### SHORT EXERCISE A:
From the over-stimulation text, shorten the paragraph that begins "The process is very subtle" while keeping its main facts.
### SHORT EXERCISE B:
Give the over-stimulation text again, beginning at the words "So perhaps we" and stopping after "fight them all?", and swap "video games" for "social media".

Indeed, the problem is not our TVs, smartphones, alcohol bottle, or anything else. The real issue is our desire to escape. We escape from the boredom of the world, from ourselves, and our responsibilities by always pursuing more and more stimulation, until and we can’t imagine doing anything else but to stimulated. When this happens, we become emotional junkies that perceive every slight annoyance as a big deal and another reason to go back to our stimulating activity. Indeed some people need only to break their nail to feel like their day is ruined, and they only seem to be happy if somebody is to promise them the world.

Cure For Over Stimulation

But this is going overboard. I mean, how did we go from taking a shower with some music on to being a full-blown stimulation addict without even being aware that we are so?

The process is very subtle and innocent, and it comes from a combination of things like some TV here and some smartphones there. Soon enough, the outside world does not seem to be as exciting and fulfilling if we don’t get another stimulation hit.

So perhaps we need to go to the sources of stimulation, some of which we already named, such as drugs, TV, smartphones, video games, marketing ads, and so on. There seem to be just so many of them today, so how can we fight them all?

### SUPPLIED RECORDS:
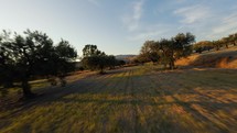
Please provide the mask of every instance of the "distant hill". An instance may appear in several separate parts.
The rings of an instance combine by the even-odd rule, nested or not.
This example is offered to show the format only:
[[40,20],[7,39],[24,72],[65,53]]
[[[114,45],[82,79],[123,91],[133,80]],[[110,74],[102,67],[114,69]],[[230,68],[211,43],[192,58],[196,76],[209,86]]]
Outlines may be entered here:
[[214,68],[237,68],[237,47],[193,54],[176,60],[177,66],[197,66]]

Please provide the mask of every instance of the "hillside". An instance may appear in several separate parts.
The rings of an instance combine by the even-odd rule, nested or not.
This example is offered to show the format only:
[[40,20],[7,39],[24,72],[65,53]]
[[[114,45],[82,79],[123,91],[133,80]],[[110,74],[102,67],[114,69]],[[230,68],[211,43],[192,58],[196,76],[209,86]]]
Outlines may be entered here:
[[193,54],[186,58],[176,60],[177,66],[197,66],[215,68],[237,68],[237,47],[230,47],[222,51],[205,52],[203,54]]

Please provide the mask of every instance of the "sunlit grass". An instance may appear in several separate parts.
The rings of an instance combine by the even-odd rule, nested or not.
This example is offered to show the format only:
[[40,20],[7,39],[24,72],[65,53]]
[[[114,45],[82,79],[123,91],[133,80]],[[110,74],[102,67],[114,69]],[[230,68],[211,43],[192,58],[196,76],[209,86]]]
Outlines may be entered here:
[[69,93],[1,112],[0,132],[237,131],[237,70],[158,69],[80,79],[65,88]]

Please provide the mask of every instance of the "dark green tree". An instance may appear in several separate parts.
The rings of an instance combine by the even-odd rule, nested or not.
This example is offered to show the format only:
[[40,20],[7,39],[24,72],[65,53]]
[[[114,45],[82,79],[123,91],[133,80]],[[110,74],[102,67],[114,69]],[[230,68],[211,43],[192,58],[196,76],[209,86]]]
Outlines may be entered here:
[[[11,80],[8,81],[21,81],[25,98],[33,98],[35,95],[31,91],[29,80],[33,77],[58,76],[68,71],[68,67],[65,66],[69,66],[69,60],[76,57],[76,52],[65,41],[53,46],[53,41],[45,33],[26,30],[24,34],[24,37],[14,34],[12,38],[11,34],[2,35],[4,41],[1,42],[1,68],[7,74],[14,75],[10,75]],[[11,69],[6,68],[8,66],[11,66]]]

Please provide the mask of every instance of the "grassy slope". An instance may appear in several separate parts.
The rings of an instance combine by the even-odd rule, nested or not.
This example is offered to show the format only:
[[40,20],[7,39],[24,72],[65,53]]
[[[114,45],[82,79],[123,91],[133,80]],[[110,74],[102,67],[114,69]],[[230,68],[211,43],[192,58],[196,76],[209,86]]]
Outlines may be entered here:
[[237,68],[237,47],[222,51],[193,54],[176,62],[177,66],[201,66],[217,68]]
[[87,77],[0,112],[0,132],[237,131],[236,69],[152,69]]

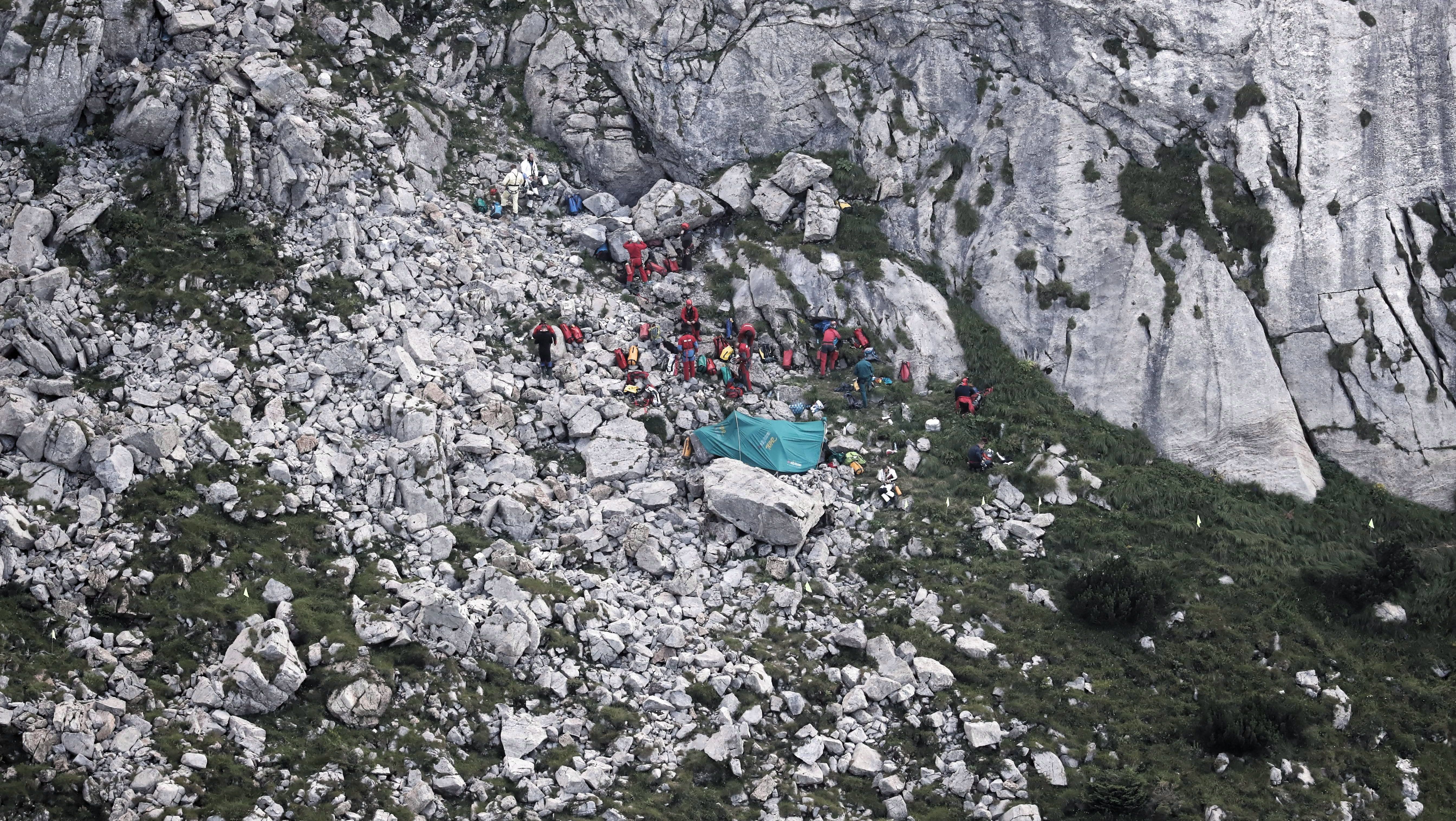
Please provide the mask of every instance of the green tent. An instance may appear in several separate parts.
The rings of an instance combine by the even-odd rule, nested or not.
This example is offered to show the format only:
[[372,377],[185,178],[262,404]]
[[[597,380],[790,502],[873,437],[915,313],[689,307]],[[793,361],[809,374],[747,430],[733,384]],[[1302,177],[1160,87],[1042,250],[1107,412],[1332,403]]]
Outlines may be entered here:
[[780,422],[734,410],[693,431],[693,450],[727,456],[778,473],[804,473],[820,463],[824,422]]

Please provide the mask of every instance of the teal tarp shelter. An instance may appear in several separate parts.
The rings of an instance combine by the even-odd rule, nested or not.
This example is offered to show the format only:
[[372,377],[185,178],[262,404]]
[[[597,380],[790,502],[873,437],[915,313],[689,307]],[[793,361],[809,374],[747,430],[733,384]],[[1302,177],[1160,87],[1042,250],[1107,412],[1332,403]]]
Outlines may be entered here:
[[780,422],[734,410],[716,425],[693,431],[696,445],[778,473],[804,473],[820,463],[824,422]]

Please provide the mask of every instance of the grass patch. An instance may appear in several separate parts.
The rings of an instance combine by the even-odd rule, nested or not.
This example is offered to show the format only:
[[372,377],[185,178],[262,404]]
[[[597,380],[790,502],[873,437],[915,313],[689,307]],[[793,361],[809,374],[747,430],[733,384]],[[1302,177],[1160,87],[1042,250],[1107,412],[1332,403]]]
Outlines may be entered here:
[[[229,348],[252,342],[237,291],[277,282],[291,271],[280,256],[272,227],[224,211],[202,226],[181,220],[153,191],[162,182],[132,178],[134,208],[112,207],[100,231],[127,249],[103,293],[108,314],[132,313],[160,320],[192,320],[221,333]],[[183,287],[185,279],[185,287]]]

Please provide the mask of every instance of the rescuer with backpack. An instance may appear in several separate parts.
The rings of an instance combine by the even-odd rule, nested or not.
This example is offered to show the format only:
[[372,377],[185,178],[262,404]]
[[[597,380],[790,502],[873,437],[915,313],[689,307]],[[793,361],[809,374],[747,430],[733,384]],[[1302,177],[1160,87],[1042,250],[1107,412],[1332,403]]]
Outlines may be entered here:
[[628,284],[632,284],[633,272],[642,277],[642,284],[646,284],[646,268],[642,265],[642,252],[646,250],[646,243],[642,242],[642,236],[633,231],[628,242],[622,243],[622,250],[628,252]]
[[545,319],[531,329],[531,342],[536,342],[536,355],[540,357],[542,371],[549,374],[553,367],[550,346],[556,342],[556,332],[552,330]]
[[830,322],[820,339],[820,376],[828,376],[839,362],[839,329]]
[[692,333],[693,336],[703,335],[700,326],[702,316],[697,313],[697,306],[693,304],[693,300],[683,303],[683,310],[677,312],[677,319],[683,322],[683,329],[687,333]]

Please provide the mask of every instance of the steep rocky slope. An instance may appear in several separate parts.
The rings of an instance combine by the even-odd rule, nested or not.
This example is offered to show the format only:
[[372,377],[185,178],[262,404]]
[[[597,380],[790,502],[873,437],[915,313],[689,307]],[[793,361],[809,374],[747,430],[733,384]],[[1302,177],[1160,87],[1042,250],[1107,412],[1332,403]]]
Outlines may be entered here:
[[[565,143],[609,185],[630,192],[657,163],[692,181],[853,146],[897,246],[939,261],[967,296],[974,281],[983,316],[1079,406],[1139,425],[1172,459],[1306,499],[1324,483],[1312,444],[1405,496],[1456,504],[1444,7],[575,13],[581,26],[562,17],[531,52],[529,89],[549,114],[577,99],[563,66],[610,79],[651,153],[629,160],[607,130],[617,148],[598,163],[590,118]],[[1184,173],[1133,185],[1179,143],[1198,153]],[[1085,307],[1048,303],[1053,288],[1086,293]]]
[[[1319,205],[1318,83],[1258,63],[1393,23],[1216,12],[4,6],[0,815],[1449,806],[1456,524],[1399,498],[1450,502],[1399,291],[1444,204],[1382,211],[1405,279],[1280,285],[1393,189]],[[745,394],[673,373],[689,297],[757,326]],[[909,381],[852,408],[818,317]],[[684,450],[738,409],[866,472]]]

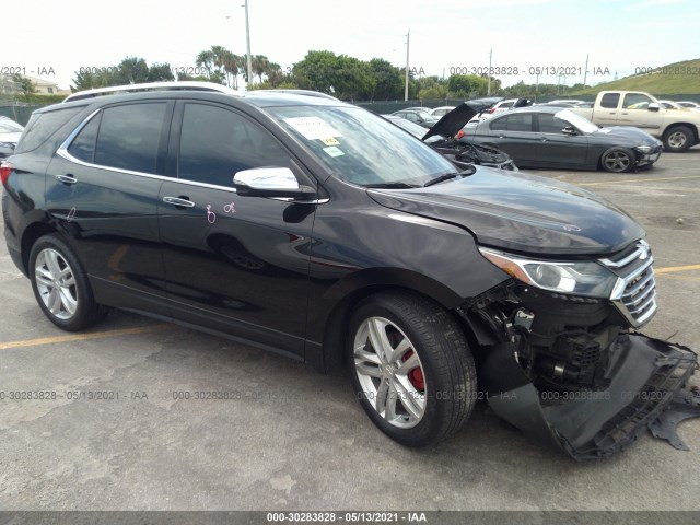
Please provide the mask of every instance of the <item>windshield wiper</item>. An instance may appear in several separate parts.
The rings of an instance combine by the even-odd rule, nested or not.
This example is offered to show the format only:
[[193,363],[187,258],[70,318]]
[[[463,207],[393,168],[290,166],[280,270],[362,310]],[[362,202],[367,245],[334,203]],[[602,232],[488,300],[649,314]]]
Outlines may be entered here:
[[425,184],[423,184],[423,188],[427,188],[428,186],[432,186],[433,184],[439,184],[445,180],[450,180],[451,178],[458,177],[459,175],[460,174],[457,172],[445,173],[444,175],[433,178],[432,180],[428,180]]
[[420,186],[416,186],[415,184],[406,184],[406,183],[377,183],[377,184],[363,184],[365,188],[384,188],[384,189],[410,189],[410,188],[419,188]]

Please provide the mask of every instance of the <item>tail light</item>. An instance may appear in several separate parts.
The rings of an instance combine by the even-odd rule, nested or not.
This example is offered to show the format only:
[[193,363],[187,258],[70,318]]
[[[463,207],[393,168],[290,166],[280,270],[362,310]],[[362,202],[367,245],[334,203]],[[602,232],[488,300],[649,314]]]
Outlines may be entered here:
[[0,178],[2,179],[2,185],[4,186],[8,182],[8,177],[12,173],[12,164],[9,162],[3,162],[0,164]]

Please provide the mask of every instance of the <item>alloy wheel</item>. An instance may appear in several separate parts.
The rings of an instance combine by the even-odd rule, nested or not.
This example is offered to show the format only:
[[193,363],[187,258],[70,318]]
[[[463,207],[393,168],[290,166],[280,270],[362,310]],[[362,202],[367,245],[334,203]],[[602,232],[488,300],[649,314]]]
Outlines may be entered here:
[[674,150],[680,150],[684,145],[686,145],[686,133],[682,131],[674,131],[668,136],[668,145]]
[[45,248],[36,257],[34,279],[47,310],[58,319],[70,319],[78,308],[73,270],[63,256]]
[[370,317],[355,332],[353,357],[372,408],[394,427],[416,427],[425,413],[425,374],[406,334],[384,317]]
[[626,172],[630,167],[631,159],[623,151],[614,151],[606,155],[605,160],[606,170],[610,172]]

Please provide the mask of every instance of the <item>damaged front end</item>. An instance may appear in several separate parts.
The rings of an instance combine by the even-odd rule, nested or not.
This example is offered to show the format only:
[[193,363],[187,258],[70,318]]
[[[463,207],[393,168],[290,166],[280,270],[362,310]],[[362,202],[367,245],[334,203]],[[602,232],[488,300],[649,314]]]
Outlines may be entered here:
[[700,416],[686,389],[697,357],[629,331],[656,311],[646,243],[565,264],[481,253],[513,279],[457,312],[488,347],[479,378],[498,416],[576,459],[615,454],[648,429],[687,450],[675,427]]

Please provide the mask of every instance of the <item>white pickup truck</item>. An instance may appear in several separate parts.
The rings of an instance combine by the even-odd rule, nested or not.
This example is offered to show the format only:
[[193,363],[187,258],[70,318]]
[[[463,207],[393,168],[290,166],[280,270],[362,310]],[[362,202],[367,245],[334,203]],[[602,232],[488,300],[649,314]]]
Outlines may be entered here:
[[638,91],[602,91],[593,108],[570,110],[599,126],[634,126],[661,139],[664,149],[686,151],[700,143],[700,113],[665,109],[649,93]]

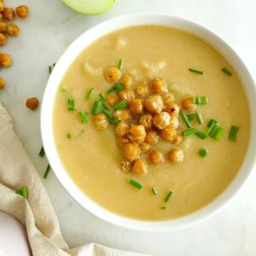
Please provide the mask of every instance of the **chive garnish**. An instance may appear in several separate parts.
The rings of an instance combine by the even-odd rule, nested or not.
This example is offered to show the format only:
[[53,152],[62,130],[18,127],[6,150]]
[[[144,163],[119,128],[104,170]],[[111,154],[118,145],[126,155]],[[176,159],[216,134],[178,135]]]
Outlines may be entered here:
[[172,197],[172,195],[173,195],[173,192],[170,191],[168,193],[168,195],[166,195],[166,199],[165,199],[165,202],[167,202],[170,200],[170,198]]
[[49,170],[50,170],[50,166],[48,164],[47,167],[46,167],[46,170],[44,172],[44,178],[47,178],[48,175],[49,175]]
[[229,133],[229,140],[230,140],[232,142],[236,142],[238,131],[239,131],[238,126],[231,125],[230,133]]
[[143,186],[141,183],[137,183],[137,182],[135,181],[134,179],[131,179],[131,180],[129,181],[129,183],[130,183],[131,185],[134,186],[135,188],[138,189],[142,189],[143,188]]
[[183,109],[181,109],[181,110],[179,111],[179,113],[180,113],[182,118],[183,119],[183,120],[184,120],[184,122],[185,122],[187,127],[188,127],[188,128],[191,128],[192,125],[191,125],[191,124],[190,124],[190,122],[189,122],[189,118],[187,117],[187,115],[185,114],[185,113],[183,111]]
[[44,147],[42,146],[40,151],[39,151],[39,154],[38,154],[39,156],[41,157],[44,157]]
[[199,73],[199,74],[204,74],[204,72],[203,72],[203,71],[200,71],[200,70],[197,70],[197,69],[189,68],[189,70],[190,72],[196,73]]
[[230,70],[228,70],[227,68],[224,67],[224,68],[222,69],[222,71],[223,71],[224,73],[225,73],[227,75],[229,75],[230,77],[232,76],[232,73],[231,73]]
[[86,99],[87,100],[90,100],[92,96],[92,95],[94,94],[94,89],[93,88],[90,88],[86,95]]
[[126,108],[127,106],[127,103],[125,102],[119,102],[118,103],[116,103],[113,108],[114,110],[119,110],[119,109],[121,109],[121,108]]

### PROBLEM SOLUTION A:
The process is subtle and innocent, arising from a mix of things like some TV and some smartphone use. Soon the outside world feels less exciting and fulfilling without another stimulation hit.

### PROBLEM SOLUTION B:
So perhaps we need to go to the sources of stimulation, some of which we already named, such as drugs, TV, smartphones, social media, marketing ads, and so on. There seem to be just so many of them today, so how can we fight them all?